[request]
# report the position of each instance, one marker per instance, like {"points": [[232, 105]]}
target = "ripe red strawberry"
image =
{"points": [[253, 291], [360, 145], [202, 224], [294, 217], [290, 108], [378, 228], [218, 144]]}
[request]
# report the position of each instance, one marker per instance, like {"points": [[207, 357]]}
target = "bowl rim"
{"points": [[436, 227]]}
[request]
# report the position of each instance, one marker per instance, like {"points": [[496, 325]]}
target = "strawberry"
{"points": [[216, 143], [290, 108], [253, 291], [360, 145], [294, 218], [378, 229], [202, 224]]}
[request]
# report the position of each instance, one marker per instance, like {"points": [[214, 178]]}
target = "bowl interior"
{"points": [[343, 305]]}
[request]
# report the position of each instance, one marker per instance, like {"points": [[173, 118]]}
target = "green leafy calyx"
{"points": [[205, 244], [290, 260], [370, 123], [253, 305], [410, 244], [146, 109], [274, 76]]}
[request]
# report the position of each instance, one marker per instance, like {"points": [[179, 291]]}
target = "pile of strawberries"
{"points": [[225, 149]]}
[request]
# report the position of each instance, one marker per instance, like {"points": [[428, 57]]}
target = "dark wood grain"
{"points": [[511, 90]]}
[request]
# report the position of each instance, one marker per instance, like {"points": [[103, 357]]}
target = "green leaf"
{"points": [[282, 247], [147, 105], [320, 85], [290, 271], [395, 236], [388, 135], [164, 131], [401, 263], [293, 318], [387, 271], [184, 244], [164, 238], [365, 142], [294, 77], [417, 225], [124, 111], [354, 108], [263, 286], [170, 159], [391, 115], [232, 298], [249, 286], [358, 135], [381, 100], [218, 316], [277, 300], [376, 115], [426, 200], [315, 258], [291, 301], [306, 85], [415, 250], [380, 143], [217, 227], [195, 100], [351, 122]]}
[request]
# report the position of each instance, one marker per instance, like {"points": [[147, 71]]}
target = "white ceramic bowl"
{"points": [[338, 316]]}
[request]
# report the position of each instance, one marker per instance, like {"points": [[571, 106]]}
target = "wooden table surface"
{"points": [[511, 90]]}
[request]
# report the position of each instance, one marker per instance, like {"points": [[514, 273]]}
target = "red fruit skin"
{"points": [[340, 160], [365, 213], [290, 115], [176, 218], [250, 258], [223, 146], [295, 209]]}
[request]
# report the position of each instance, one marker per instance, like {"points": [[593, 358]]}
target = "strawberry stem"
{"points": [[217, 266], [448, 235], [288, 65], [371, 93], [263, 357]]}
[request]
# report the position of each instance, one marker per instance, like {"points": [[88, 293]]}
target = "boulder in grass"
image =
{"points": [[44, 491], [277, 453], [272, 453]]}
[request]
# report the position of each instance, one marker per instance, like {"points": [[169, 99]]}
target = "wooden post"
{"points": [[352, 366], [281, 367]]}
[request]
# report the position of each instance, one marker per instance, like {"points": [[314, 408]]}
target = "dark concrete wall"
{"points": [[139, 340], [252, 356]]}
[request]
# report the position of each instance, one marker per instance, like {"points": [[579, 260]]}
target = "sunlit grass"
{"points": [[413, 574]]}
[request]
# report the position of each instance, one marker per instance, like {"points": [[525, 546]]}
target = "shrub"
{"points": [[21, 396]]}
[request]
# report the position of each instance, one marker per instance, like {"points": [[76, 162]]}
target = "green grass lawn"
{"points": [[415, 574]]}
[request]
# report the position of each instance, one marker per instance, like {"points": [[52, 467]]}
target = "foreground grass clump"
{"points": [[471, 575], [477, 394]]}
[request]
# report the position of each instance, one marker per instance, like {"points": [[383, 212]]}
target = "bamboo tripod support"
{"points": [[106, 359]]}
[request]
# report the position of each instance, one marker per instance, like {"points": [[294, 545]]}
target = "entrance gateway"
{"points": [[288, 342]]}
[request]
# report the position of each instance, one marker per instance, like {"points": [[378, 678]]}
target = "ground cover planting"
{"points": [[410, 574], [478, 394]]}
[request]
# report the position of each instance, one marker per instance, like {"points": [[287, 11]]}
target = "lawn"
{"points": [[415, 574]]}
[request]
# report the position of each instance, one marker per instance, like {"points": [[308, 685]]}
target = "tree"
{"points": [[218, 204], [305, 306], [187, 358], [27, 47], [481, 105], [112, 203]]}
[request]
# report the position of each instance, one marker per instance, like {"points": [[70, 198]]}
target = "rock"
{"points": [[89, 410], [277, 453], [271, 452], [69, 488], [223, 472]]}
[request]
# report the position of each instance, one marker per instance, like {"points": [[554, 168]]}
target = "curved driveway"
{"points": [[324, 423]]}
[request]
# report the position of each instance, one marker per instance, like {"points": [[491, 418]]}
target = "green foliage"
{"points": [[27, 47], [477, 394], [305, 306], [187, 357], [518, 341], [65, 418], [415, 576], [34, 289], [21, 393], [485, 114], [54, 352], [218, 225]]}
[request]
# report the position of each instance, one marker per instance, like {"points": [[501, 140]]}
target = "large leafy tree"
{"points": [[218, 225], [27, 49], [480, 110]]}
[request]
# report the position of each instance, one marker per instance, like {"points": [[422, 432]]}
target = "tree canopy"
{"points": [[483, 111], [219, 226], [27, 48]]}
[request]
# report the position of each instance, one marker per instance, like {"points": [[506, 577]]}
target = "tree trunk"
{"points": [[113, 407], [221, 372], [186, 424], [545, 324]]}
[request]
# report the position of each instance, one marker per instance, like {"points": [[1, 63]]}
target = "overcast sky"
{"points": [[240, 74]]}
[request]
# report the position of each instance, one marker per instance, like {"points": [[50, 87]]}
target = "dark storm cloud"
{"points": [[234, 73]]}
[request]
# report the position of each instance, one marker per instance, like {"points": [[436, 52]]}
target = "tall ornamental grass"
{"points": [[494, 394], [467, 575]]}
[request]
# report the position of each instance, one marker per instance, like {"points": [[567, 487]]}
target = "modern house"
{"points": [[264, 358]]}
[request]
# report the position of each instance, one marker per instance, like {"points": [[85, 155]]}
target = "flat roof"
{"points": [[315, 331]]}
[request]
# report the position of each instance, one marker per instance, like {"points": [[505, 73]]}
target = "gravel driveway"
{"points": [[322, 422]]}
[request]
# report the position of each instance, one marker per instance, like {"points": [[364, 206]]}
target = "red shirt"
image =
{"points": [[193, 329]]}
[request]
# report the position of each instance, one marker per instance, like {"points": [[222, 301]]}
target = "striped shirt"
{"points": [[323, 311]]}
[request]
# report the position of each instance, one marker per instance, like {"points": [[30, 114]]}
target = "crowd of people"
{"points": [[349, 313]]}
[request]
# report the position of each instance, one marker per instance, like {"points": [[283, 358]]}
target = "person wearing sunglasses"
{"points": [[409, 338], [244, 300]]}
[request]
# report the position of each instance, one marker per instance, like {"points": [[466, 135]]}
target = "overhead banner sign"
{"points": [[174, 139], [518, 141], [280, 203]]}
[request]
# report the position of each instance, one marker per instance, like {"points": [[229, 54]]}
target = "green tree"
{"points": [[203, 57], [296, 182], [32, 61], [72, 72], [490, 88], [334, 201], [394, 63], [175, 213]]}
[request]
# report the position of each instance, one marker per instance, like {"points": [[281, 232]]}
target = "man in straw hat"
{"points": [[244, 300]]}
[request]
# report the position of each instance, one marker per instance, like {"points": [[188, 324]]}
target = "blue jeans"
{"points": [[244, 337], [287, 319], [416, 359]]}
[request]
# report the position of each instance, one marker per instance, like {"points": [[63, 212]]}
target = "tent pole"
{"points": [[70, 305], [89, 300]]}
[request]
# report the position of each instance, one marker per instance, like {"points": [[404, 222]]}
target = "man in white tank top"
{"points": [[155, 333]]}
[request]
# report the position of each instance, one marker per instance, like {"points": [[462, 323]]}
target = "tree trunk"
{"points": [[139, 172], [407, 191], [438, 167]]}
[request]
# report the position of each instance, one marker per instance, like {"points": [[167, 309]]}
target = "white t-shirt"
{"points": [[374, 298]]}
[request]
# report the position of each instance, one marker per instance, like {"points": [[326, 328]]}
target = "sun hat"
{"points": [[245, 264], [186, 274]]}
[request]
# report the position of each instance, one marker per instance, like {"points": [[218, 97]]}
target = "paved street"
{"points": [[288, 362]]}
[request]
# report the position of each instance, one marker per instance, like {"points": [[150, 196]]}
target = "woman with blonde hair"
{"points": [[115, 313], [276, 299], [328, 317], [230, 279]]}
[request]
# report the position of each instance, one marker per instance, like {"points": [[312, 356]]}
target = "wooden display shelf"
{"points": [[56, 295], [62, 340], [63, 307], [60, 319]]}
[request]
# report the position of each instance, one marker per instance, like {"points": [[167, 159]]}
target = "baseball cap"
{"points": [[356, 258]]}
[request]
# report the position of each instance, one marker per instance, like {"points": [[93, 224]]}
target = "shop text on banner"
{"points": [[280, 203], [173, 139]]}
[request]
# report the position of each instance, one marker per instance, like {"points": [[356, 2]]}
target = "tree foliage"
-- -- --
● **Required work**:
Please repeat each line from the one with "in white tank" through the last line of the data above, and add nothing.

● **Response**:
target = "man in white tank top"
{"points": [[155, 333]]}
[request]
# report the position of each instance, one marker per instance, like {"points": [[462, 323]]}
target = "tree trunk"
{"points": [[139, 172], [407, 191], [438, 167]]}
[request]
# report the position of each instance, one marker per instance, like {"points": [[167, 309]]}
target = "white t-shirt"
{"points": [[374, 298]]}
[request]
# report the position of each instance, one marker per instance, like {"points": [[326, 328]]}
target = "sun hat"
{"points": [[245, 264], [186, 274]]}
[request]
# report the position of each instance, one marker per instance, like {"points": [[218, 97]]}
target = "paved street"
{"points": [[288, 362]]}
[request]
# report the position of each instance, one marker per instance, like {"points": [[150, 196]]}
target = "woman with blonde hair"
{"points": [[115, 313], [276, 299], [328, 317], [230, 279]]}
[request]
# report the position of each instance, one marker per instance, like {"points": [[312, 356]]}
target = "wooden display shelf"
{"points": [[56, 295], [62, 340], [63, 307], [60, 319]]}
[request]
# report the position of each instance, one marker per instance, like {"points": [[167, 159]]}
target = "baseball cap"
{"points": [[356, 258]]}
[request]
# report the position of each instance, one marker per instance, like {"points": [[93, 224]]}
target = "shop text on banner"
{"points": [[280, 203], [173, 139]]}
[request]
# report the position of each instance, one marker per instance, like {"points": [[356, 2]]}
target = "tree foliage"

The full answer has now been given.